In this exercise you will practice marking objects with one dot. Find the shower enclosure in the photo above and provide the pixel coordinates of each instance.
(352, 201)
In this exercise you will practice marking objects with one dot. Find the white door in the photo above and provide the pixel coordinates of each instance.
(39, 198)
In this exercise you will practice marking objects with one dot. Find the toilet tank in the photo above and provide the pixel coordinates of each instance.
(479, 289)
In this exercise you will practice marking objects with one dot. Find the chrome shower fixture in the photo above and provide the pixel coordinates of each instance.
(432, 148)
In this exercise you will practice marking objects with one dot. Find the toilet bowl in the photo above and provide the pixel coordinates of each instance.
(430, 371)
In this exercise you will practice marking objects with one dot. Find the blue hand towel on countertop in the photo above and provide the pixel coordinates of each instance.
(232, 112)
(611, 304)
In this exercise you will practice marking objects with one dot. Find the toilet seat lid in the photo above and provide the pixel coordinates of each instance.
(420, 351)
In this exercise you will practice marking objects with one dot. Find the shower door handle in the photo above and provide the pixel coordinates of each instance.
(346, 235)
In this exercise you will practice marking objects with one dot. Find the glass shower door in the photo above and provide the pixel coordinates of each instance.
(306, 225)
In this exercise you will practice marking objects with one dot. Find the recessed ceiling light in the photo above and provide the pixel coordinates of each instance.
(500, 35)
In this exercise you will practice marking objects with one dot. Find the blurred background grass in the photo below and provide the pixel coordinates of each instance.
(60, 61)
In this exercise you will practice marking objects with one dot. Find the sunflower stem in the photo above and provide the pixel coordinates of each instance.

...

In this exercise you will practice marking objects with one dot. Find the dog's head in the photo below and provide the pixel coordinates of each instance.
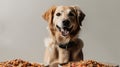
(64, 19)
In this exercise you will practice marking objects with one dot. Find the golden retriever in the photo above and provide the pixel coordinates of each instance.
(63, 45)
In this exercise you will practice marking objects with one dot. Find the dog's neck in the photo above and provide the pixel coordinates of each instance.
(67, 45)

...

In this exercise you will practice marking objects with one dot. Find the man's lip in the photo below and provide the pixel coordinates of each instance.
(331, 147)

Short task:
Output the lines between the line holding "Find the blurred" and the line holding "Find the sunflower", inclusive, as a Markdown table. Use the columns No. and Line, number each row, and skip any blank lines.

Solved problem:
| No. | Line |
|---|---|
| 1 | In this exercise you will practice marking objects with one dot. Find the blurred background grass in the photo below and provide the pixel coordinates of each instance. |
| 2 | (60, 61) |
| 3 | In this exercise you will practice marking objects with one dot. Find the sunflower stem in the photo above and provide the pixel coordinates of each instance. |